=== Begin Enclosure ===

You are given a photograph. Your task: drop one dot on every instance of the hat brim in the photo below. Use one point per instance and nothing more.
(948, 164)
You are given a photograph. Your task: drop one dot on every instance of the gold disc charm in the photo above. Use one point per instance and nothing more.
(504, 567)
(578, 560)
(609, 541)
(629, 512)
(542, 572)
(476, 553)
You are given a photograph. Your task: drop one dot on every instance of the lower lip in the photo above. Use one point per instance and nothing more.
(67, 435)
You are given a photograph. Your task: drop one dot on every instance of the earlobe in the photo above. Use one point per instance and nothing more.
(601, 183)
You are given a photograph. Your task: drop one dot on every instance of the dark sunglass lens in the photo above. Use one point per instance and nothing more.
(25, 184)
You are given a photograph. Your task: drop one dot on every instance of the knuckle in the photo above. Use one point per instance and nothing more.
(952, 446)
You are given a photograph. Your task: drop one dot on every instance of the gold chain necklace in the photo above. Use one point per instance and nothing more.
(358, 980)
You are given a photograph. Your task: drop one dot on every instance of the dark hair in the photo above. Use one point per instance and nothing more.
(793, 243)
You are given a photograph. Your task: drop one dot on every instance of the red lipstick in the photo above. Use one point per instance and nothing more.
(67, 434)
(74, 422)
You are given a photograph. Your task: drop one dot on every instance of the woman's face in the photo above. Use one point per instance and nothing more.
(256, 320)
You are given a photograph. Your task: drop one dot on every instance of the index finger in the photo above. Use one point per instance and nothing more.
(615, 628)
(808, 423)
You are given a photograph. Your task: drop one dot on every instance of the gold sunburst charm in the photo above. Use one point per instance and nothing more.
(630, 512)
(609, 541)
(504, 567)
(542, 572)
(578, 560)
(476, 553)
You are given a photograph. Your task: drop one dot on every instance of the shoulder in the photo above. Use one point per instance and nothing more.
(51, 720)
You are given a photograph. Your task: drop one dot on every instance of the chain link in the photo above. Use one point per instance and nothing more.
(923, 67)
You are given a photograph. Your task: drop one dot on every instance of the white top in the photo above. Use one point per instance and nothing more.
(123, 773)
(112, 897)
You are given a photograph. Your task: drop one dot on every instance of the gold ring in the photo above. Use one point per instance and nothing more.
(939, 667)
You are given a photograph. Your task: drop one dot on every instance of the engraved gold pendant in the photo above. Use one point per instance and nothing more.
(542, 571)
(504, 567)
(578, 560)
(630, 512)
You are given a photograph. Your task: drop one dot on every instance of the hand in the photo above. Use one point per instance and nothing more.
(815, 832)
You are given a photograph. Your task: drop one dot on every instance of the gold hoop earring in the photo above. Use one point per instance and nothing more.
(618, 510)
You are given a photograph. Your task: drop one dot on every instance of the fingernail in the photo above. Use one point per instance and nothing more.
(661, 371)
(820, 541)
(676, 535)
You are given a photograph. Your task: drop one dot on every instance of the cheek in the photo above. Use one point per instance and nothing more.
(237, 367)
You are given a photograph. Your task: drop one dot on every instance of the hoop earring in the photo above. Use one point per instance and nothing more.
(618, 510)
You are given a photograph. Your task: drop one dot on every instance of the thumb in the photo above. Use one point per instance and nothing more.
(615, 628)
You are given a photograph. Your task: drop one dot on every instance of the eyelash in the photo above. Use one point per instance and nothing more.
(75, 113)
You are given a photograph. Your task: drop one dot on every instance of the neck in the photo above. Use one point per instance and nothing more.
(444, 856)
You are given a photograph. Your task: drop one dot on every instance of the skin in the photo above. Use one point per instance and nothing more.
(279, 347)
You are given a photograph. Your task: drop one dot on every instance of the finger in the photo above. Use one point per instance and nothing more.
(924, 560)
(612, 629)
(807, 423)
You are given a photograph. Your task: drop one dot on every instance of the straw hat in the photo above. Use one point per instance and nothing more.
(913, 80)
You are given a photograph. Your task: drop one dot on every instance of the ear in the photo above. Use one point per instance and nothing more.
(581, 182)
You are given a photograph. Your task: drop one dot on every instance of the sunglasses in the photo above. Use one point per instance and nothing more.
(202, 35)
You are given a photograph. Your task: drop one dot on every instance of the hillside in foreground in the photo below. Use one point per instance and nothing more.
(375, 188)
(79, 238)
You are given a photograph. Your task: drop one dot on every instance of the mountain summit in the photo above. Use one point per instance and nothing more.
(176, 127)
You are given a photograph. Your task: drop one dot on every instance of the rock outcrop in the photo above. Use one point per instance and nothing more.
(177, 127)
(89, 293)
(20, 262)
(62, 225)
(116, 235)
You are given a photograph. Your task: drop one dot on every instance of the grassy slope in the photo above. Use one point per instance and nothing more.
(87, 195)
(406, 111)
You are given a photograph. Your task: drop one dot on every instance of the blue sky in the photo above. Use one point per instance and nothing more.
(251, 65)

=== End Enclosure ===

• Task description: Every line of the data above is to be repeated exactly.

• Task answer:
You are given a photograph. Your task: drop one dot on every instance of the hat brim in the photo below. Use one point per instance and nothing more.
(948, 164)
You are given a photograph. Your task: drop one dot on every instance of the gold disc charm in the photo above. Use one point per instance and nothing more.
(504, 567)
(578, 560)
(609, 541)
(629, 512)
(542, 572)
(476, 553)
You are given a photograph. Your task: drop one dot on every instance of the lower lip in the photo above. Use one point per instance and nothing more.
(67, 435)
You are given a photograph. Your task: drop one dot on every instance of the earlobe in the photo above. Use one point per instance and nothing more.
(601, 183)
You are given a photograph. Your task: drop one dot on every instance of the dark sunglass lens in the photo above. Use one point per instance and nothing more.
(25, 184)
You are given a photograph. Your task: drop one dot on every instance of the knuckle in the photo above. Use one point per instance and nothing more.
(952, 446)
You are given a photograph. Your task: drop one dot on every instance of the gold chain necklace in the photo above. Use one point per instance and nothing more.
(358, 980)
You are given a photograph. Your task: drop one dot on every instance of the dark hair in the photo above. Use one point per instance and nothing more.
(793, 243)
You are given a photograph. Your task: drop one dot on every instance of the red lipstick in the photo above. Use one point per instance and nothing more.
(67, 434)
(74, 422)
You are given a photograph. Your task: drop one dot on every instance of the woman's face in the photo above. Use one point per instance and nothing more.
(256, 320)
You are given a photograph. Your task: drop one dot on every instance of the index finger in the photo above. Use one point per instance and nothing more.
(615, 628)
(808, 423)
You are given a photograph. Your task: drop one dot on every instance of the gold sunburst charm in the photo above. Use one point per instance and nothing more.
(630, 512)
(609, 541)
(504, 567)
(542, 572)
(578, 560)
(476, 553)
You are given a photograph. Your task: drop one dot on every instance of the shoulder in the photo above. Use one point per instance and nothing more.
(51, 720)
You are given a photograph. Your task: drop one dot on every instance of the chain link in the photo above. Use one point per instance and nothing more.
(923, 67)
You are given a photograph. Your task: drop one dot on every instance of the white top in the photo above. Use one point per instance and nothing more.
(123, 773)
(112, 897)
You are given a photograph. Your task: drop one dot on every instance of the gold ring in the photo above. Use one point per instance and nothing more.
(939, 667)
You are given a photograph. Your task: drop one dot on every instance of the engraved gold pendant in the photo above. Use one point per instance and nothing more.
(542, 571)
(504, 567)
(578, 560)
(630, 512)
You are given a photograph. Your task: drop one dot on every instance of the hand in the photo above. Use one point per instance and nothing more.
(815, 832)
You are given a photograph. Your task: drop one dot on every instance of the gold hoop earring in the photo above. Use one point per instance and nothing more.
(618, 510)
You are given a photograph. Your task: drop one dot on every instance of the fingernail in the photo above. Use one point per instance and nothing more.
(661, 371)
(820, 541)
(676, 535)
You are given a photograph. Your task: drop one dot on every instance of the cheek in the photo above. Use one point per instance and nothing more.
(237, 367)
You are given a photograph. Your task: drop one dot on every instance of the hoop earring in the photo above. Use one point per instance and nothing more.
(618, 510)
You are given a photograph. Your task: drop one dot on every instance of the thumb in the photo above. Use one point per instance and nothing more.
(615, 628)
You are given a photograph. Your task: drop one dot on every instance of the eyelash in the photo above. Use one point per instance and nothing more.
(75, 113)
You are given a photograph. Your task: drop one dot on every instance of the neck in the photo above. Use one point per instance and nothing more.
(444, 856)
You are given a photograph. Your task: drop one dot on every instance of the skin in the photo above. Use one point per instance and nothing more.
(279, 347)
You are given a photograph. Your task: drop one dot on every instance of the finger in the photo above. Use one point per instance and nothing more.
(924, 560)
(612, 629)
(807, 423)
You are given a photograph. Your task: drop one dot on every instance of the straw hat in the photo above. Use one point per instance and nothing more.
(913, 80)
You are given a photograph. Your task: drop one dot on every instance of the ear in the photo above. Use one point per instance and nothing more.
(581, 182)
You are given a photograph. Your task: drop one dot on every instance of the sunglasses in the photo above. Use one point per instance and nothing more.
(202, 35)
You are given a photograph. Your task: drop one dot on every instance of the hillside in foreground in the photo below. Use one point per instance and nothing more.
(375, 188)
(79, 238)
You are given a photograph. Your task: drop one dot on every instance of the mountain summit in the photo above. Use one point per instance and nothing more.
(176, 127)
You are given a photograph. Your task: drop one dot on every instance of the rock outcrop in the photo above. Use one point per instance and nothing more.
(177, 127)
(89, 293)
(20, 262)
(62, 225)
(116, 235)
You are given a photograph. Your task: drop one dot on every instance of the grassy slope in the photo above. Use one point per instance and nothing more.
(87, 195)
(406, 111)
You are given a photograph. Your task: drop one dot on every instance of the blue sky in the photo above. Use one point per instance and nothing more.
(251, 65)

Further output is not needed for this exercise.